## Task objective
According to the guidelines of the list of terrorist incidents in 1992, at what number of casualties are the figures shown in bold?

(Document excerpt begins)

= List of terrorist incidents in 1992 =

This is a timeline of incidents in 1992 that have been labelled as "terrorism" and are not believed to have been carried out by a government or its forces (see state terrorism and state-sponsored terrorism).

== Guidelines ==
- To be included, entries must be notable (have a stand-alone article) and described by a consensus of reliable sources as "terrorism".
- List entries must comply with the guidelines outlined in the manual of style under MOS:TERRORIST.
- Casualty figures in this list are the total casualties of the incident including immediate casualties and later casualties (such as people who succumbed to their wounds long after the attacks occurred).
- Casualties listed are the victims. Perpetrator casualties are listed separately (e.g. x (+y) indicate that x victims and y perpetrators were killed/injured).
- Casualty totals may be underestimated or unavailable due to a lack of information. A figure with a plus (+) sign indicates that at least that many people have died (e.g. 10+ indicates that at least 10 people have died) – the actual toll could be considerably higher. A figure with a plus (+) sign may also indicate that over that number of people are victims.
- If casualty figures are 20 or more, they will be shown in bold. In addition, figures for casualties more than 50 will also be underlined.
- Incidents are limited to one per location per day. If multiple attacks occur in the same place on the same day, they will be merged into a single incident.

(Document excerpt ends)
(Records provided begins)

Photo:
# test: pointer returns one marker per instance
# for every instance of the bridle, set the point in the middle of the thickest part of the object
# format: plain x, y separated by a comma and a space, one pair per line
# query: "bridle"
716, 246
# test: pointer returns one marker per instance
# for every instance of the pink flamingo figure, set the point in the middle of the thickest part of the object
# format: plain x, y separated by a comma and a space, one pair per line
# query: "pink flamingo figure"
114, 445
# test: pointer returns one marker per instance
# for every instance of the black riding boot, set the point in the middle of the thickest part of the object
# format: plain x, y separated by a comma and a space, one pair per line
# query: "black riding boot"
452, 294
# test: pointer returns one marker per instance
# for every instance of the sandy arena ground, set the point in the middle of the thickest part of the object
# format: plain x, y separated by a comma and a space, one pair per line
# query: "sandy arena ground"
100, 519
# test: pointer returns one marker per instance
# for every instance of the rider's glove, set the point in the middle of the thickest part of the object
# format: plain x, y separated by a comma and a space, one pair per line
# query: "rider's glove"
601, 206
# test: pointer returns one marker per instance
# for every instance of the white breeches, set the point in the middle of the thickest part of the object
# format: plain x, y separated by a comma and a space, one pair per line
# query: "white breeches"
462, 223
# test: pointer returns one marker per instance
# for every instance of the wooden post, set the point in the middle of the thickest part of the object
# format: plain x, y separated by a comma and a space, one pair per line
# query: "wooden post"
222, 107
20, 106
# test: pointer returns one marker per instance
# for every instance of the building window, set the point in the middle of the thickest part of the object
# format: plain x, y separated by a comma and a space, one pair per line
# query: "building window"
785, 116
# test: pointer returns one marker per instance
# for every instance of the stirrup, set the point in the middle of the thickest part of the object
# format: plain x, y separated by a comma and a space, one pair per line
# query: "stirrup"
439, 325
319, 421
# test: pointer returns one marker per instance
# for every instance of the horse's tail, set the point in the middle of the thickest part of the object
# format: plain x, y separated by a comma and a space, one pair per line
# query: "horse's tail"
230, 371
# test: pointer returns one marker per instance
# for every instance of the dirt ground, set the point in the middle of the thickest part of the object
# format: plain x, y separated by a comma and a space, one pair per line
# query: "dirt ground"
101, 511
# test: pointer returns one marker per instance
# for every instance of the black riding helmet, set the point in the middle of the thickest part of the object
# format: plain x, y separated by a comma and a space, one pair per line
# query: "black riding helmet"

(Records provided ends)

## The answer
Casualty figures are shown in bold when they are 20 or more.